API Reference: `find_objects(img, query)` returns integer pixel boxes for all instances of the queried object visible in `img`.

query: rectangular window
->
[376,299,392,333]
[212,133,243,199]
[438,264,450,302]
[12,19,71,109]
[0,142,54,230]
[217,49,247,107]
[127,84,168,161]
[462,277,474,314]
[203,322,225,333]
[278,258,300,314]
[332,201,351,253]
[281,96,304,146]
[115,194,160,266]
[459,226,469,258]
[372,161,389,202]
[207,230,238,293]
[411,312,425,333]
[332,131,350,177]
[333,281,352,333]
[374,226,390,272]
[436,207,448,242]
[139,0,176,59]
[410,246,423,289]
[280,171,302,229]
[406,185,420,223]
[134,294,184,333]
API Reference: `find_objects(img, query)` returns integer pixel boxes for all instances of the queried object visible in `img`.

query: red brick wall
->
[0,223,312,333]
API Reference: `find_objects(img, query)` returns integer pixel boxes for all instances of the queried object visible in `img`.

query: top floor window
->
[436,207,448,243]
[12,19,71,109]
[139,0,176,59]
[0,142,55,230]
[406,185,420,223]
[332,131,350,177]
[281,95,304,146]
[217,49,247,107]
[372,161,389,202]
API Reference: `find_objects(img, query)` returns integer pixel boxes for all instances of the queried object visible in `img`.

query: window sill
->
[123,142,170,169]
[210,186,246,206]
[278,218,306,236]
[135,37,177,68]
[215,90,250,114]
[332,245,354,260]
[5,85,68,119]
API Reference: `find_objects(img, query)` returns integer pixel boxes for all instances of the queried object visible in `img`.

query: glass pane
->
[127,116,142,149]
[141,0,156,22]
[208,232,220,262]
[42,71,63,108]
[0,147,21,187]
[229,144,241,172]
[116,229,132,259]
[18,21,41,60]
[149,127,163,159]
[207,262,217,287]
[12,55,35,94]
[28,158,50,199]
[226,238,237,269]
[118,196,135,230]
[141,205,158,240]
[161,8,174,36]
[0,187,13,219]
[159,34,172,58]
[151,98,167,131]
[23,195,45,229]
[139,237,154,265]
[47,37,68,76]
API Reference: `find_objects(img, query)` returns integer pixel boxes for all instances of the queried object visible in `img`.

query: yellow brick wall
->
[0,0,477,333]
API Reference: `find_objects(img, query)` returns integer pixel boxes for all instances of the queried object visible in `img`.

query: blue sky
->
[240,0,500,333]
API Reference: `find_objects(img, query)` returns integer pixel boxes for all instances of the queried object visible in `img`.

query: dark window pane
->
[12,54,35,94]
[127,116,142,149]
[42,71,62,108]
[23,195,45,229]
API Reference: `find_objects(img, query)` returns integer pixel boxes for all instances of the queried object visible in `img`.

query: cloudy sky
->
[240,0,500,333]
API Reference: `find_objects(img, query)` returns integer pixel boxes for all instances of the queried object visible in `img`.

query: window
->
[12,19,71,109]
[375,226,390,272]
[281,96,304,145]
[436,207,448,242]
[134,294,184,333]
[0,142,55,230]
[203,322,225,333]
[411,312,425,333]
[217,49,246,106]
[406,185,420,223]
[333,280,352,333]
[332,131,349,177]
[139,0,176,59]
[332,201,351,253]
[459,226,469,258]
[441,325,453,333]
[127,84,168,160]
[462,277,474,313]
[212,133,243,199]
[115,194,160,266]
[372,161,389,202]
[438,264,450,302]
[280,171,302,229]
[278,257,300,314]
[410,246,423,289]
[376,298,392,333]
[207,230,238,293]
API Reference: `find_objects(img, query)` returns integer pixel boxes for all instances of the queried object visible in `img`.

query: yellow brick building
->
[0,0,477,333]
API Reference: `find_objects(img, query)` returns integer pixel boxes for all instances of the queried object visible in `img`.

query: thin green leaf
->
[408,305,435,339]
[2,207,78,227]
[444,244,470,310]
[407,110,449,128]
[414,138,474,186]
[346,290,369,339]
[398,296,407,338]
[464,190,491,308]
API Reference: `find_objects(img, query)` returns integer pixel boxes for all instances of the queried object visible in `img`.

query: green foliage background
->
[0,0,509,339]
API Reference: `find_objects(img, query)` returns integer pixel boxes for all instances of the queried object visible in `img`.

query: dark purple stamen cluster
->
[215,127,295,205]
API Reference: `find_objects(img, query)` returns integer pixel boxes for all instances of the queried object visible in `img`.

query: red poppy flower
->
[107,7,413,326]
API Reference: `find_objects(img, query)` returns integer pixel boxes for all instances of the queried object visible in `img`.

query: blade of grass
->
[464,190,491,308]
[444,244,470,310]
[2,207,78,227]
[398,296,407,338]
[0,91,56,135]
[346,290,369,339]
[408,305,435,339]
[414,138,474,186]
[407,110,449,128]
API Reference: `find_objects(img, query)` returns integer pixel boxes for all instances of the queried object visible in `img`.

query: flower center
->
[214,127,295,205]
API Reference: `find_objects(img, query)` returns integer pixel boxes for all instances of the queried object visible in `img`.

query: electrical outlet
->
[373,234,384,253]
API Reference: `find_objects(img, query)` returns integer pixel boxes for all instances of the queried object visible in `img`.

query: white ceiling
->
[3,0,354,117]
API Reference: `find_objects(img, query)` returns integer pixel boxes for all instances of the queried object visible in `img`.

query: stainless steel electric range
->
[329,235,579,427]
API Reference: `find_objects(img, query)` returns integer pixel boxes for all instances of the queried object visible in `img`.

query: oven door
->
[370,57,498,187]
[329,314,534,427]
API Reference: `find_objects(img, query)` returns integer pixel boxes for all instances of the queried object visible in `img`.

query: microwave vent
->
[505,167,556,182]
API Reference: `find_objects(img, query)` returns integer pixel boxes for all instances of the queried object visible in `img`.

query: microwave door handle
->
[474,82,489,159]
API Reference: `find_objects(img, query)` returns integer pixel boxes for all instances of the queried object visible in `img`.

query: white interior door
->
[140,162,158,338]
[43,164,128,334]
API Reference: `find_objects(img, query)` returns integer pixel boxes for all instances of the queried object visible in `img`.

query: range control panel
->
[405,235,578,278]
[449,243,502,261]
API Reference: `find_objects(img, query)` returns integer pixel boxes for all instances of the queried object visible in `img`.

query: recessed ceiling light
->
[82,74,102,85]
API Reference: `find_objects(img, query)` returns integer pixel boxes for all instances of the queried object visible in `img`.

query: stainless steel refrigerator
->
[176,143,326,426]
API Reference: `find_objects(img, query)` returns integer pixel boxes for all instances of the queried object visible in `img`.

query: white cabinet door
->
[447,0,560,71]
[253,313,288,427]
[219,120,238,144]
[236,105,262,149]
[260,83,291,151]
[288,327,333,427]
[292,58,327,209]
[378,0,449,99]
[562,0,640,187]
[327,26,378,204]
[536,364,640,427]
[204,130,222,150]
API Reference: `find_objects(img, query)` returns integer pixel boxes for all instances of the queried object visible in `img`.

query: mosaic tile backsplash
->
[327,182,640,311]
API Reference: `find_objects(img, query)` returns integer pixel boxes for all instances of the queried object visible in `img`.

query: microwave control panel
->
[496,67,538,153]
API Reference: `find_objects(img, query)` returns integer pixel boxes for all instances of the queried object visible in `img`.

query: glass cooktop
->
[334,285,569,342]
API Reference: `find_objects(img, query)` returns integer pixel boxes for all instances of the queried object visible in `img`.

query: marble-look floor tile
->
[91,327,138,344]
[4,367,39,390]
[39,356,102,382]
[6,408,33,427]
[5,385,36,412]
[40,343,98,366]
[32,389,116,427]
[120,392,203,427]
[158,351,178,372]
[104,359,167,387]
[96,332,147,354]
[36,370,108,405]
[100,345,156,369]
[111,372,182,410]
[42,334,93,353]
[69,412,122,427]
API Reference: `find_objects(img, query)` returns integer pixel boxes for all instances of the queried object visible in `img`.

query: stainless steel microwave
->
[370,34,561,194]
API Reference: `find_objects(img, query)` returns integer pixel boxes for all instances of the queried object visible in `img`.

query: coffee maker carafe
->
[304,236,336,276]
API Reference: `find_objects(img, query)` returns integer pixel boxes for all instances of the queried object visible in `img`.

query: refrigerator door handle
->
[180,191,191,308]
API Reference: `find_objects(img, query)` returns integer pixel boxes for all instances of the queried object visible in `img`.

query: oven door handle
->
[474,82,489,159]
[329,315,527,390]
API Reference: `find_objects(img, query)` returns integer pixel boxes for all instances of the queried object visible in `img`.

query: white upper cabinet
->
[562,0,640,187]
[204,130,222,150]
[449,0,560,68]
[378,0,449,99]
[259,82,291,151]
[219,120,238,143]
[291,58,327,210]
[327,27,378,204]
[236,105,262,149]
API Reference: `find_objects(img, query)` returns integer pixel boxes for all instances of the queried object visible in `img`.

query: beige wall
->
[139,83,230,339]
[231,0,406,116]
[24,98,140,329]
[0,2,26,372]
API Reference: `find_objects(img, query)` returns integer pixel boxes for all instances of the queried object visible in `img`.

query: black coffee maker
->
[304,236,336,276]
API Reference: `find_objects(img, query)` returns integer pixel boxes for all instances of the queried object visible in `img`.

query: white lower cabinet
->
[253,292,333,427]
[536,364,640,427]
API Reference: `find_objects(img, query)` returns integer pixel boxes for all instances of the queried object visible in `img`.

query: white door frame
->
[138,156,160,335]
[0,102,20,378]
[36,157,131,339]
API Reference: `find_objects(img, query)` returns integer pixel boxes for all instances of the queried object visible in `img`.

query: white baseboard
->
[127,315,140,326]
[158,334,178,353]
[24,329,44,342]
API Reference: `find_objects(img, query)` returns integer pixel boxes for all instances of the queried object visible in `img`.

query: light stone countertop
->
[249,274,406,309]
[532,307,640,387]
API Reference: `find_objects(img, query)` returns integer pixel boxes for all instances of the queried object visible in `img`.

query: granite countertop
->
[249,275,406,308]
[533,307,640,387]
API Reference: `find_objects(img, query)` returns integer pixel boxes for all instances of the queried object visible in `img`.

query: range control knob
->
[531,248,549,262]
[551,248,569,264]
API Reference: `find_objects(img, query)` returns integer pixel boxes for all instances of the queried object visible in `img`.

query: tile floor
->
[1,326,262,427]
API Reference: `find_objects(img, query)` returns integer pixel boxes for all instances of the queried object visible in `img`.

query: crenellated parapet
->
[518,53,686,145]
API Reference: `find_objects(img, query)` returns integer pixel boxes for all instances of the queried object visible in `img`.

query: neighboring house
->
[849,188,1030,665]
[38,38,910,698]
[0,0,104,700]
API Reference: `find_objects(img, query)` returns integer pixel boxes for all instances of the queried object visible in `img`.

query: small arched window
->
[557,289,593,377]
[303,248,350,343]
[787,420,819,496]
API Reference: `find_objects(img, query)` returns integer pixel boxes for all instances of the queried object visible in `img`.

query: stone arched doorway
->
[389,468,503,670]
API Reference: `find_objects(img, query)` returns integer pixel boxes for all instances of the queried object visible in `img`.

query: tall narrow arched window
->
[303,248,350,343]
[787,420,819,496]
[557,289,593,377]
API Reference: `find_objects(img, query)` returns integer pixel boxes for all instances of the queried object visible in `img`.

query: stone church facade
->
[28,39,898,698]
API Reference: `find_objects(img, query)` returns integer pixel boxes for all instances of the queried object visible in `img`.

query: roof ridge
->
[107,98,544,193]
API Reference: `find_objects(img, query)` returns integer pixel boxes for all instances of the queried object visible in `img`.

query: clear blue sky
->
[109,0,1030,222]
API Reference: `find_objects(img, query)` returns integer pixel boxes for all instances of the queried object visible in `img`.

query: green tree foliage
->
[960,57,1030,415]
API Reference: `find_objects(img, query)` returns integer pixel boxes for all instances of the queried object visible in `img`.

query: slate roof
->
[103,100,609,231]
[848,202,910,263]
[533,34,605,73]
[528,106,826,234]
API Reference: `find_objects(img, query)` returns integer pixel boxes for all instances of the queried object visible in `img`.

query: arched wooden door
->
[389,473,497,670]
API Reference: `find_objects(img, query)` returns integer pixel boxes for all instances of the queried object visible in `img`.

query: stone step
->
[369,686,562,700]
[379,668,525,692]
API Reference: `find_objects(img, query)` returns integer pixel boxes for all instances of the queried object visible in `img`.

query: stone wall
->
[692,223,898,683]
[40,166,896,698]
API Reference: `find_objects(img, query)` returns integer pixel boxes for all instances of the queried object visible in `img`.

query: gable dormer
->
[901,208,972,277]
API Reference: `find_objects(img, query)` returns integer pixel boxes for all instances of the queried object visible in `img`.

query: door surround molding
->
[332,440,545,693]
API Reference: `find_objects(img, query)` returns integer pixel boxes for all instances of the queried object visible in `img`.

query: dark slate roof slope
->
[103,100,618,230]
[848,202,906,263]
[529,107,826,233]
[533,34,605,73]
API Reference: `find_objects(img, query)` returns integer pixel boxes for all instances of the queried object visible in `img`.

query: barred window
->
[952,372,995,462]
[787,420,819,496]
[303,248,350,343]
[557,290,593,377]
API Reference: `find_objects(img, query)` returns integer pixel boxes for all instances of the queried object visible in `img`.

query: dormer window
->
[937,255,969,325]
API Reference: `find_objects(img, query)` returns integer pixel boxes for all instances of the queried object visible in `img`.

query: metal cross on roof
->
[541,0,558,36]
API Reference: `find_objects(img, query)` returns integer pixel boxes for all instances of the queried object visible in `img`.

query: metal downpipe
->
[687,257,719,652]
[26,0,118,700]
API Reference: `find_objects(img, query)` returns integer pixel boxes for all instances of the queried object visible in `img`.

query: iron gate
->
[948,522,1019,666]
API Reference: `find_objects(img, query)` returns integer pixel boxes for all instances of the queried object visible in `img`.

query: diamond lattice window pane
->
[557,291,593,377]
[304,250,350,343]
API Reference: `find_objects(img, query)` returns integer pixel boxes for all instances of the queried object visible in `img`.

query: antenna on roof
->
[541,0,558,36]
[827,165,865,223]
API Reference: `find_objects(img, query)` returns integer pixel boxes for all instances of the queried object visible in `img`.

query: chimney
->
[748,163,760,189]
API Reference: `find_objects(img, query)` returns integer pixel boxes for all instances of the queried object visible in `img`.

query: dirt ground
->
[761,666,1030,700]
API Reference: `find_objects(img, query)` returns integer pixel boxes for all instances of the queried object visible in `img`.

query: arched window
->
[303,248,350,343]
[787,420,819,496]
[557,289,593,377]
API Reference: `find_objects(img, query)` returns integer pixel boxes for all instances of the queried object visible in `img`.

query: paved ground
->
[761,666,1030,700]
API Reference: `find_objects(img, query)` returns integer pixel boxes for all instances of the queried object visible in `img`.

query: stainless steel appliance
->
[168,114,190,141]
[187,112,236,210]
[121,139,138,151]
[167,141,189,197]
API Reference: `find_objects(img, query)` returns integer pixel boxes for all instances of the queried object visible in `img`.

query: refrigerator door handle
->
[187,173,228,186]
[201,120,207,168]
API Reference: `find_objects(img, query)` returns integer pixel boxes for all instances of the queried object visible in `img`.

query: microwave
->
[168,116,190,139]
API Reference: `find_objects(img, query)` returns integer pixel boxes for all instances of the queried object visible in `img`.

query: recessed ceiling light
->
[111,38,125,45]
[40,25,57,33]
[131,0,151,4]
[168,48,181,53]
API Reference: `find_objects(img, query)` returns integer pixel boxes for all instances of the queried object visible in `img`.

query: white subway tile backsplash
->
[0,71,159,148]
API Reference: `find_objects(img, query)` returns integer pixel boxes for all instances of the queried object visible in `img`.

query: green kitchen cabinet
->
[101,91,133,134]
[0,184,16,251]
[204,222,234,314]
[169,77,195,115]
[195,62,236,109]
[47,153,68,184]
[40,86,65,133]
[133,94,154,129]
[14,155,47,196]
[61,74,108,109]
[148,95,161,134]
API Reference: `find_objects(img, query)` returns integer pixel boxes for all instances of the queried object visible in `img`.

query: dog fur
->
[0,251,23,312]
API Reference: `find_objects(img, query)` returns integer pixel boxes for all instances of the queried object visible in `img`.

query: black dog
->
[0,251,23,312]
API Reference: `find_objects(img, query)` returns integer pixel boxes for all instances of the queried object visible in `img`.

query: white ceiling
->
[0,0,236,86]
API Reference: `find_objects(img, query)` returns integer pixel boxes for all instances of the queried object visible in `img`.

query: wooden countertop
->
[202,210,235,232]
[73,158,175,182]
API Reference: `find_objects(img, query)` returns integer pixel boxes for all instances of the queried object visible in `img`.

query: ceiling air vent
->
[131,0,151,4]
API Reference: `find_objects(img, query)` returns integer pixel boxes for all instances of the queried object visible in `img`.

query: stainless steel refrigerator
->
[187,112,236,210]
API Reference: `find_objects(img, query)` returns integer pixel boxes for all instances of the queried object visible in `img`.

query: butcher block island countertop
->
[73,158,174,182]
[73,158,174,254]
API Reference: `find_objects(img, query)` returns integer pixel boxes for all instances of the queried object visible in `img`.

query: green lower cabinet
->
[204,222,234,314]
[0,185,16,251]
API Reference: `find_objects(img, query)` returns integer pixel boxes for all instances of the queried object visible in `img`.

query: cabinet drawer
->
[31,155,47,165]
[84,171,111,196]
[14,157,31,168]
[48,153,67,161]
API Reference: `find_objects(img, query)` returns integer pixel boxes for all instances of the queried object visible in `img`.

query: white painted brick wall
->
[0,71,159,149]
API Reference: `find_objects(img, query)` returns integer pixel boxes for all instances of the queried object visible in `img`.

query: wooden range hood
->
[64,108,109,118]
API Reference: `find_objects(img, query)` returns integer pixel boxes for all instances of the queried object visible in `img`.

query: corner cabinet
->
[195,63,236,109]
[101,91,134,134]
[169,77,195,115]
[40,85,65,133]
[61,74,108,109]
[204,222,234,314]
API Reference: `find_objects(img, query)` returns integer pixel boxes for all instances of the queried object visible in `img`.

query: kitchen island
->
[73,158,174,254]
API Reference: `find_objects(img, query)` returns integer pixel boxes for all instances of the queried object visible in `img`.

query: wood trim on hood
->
════════════════════
▶ 作業内容
上の行から、「panel」という文字列を含む行をすべてそのまま抜き出してください。大文字と小文字は区別します。

▶ 回答
query: range control panel
query: microwave control panel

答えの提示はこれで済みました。